(Beginning of Material for this task)

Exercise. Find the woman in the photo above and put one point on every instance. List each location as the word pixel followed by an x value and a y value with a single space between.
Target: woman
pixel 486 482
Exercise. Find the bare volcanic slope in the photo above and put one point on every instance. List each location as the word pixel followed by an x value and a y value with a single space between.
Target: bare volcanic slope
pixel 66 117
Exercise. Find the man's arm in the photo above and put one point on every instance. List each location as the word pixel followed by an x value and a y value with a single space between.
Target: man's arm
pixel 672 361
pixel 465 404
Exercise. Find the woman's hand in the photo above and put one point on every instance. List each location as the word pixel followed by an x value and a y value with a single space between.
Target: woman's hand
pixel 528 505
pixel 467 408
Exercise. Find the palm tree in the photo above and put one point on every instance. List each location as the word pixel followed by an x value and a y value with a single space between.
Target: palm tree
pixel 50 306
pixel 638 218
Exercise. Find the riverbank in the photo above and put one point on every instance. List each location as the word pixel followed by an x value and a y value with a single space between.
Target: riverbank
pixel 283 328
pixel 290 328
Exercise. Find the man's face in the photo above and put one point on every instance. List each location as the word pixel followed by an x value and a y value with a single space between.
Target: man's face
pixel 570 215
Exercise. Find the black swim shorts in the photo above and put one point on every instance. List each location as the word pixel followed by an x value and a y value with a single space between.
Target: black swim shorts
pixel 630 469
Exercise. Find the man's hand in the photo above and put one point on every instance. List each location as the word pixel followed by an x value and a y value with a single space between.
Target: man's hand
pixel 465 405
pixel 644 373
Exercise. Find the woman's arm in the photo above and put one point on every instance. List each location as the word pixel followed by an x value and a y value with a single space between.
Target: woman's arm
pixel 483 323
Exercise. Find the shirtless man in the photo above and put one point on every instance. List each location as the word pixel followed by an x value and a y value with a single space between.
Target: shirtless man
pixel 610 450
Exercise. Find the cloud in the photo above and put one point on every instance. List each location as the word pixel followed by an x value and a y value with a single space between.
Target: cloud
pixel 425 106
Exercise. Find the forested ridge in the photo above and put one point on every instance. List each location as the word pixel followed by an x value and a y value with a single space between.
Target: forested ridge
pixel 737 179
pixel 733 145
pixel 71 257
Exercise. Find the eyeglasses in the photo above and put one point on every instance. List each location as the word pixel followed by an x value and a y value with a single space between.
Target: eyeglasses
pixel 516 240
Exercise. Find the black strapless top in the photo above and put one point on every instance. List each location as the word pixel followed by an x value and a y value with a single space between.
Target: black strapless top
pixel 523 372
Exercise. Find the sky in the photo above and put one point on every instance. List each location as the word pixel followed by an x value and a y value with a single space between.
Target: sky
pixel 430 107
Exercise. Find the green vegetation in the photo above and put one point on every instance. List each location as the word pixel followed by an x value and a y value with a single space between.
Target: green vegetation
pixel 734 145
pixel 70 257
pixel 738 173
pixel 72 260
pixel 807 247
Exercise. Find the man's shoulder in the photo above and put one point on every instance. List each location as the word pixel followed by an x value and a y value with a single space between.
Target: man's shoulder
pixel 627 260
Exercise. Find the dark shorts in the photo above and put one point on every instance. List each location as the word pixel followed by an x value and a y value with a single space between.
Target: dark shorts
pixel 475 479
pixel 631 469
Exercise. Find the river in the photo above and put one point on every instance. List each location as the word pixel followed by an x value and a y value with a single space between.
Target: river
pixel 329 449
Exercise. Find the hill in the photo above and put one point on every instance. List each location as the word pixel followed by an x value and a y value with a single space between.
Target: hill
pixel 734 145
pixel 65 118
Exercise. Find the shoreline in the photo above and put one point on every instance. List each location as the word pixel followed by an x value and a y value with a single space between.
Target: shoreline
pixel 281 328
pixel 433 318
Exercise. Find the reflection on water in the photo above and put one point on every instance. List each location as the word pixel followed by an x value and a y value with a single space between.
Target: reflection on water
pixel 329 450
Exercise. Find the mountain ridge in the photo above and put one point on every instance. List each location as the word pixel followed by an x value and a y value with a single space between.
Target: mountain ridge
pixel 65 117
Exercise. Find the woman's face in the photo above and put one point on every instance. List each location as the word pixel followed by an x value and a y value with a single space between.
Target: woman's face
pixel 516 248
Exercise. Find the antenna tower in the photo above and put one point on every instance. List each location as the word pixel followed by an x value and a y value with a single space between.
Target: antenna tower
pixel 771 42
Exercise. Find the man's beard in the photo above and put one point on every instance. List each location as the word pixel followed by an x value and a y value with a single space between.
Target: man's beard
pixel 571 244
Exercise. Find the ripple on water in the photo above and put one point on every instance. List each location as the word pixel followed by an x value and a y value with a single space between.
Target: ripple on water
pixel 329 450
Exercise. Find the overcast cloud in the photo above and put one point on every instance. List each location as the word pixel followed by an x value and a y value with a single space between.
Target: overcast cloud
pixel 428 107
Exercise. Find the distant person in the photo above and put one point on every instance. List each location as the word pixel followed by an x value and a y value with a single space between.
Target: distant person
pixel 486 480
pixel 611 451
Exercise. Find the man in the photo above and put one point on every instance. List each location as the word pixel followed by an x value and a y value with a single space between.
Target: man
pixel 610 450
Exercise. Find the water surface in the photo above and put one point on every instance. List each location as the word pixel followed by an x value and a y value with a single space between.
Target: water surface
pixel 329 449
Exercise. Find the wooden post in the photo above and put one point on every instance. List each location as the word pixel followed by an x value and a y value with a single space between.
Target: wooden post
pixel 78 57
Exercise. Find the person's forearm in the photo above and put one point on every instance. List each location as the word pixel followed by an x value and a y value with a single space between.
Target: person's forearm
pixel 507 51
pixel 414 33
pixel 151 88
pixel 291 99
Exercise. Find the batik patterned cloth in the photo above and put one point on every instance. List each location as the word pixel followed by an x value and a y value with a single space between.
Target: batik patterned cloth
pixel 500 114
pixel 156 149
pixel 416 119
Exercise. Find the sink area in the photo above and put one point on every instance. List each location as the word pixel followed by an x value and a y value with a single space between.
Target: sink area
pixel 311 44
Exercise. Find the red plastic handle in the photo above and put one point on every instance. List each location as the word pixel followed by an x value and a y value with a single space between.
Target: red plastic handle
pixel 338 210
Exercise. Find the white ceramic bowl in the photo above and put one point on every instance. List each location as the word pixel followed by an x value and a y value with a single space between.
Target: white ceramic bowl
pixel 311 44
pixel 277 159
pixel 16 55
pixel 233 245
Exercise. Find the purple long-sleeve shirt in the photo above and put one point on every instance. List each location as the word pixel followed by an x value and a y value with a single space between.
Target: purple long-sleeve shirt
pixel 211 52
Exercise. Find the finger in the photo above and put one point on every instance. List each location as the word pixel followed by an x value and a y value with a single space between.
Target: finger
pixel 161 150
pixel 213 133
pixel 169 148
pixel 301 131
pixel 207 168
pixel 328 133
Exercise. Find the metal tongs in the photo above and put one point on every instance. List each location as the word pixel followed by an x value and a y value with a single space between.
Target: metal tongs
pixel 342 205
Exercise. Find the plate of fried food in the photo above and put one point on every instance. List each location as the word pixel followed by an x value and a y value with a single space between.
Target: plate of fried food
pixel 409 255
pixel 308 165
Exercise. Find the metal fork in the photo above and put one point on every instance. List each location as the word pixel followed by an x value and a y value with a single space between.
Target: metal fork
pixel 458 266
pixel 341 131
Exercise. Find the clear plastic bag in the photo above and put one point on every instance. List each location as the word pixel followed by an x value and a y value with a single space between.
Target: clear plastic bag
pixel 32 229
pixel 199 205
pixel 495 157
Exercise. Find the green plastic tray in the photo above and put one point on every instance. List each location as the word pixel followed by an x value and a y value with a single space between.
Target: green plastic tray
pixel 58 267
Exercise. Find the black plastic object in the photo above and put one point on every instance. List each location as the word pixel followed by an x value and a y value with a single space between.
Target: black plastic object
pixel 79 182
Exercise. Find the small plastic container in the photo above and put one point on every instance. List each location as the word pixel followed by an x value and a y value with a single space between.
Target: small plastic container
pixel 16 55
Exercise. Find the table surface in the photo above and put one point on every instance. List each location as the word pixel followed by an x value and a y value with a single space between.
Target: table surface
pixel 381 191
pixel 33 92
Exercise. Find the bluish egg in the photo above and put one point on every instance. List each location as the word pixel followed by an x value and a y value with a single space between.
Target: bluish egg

(End of Material for this task)

◆ **Exercise goal**: From the data above, copy out every line with the string "bluish" in it.

◆ **Response**:
Exercise. Find the bluish egg in the photo above and put one point on every instance. List each location as the word pixel followed by an x value and a y value with a single space between.
Target: bluish egg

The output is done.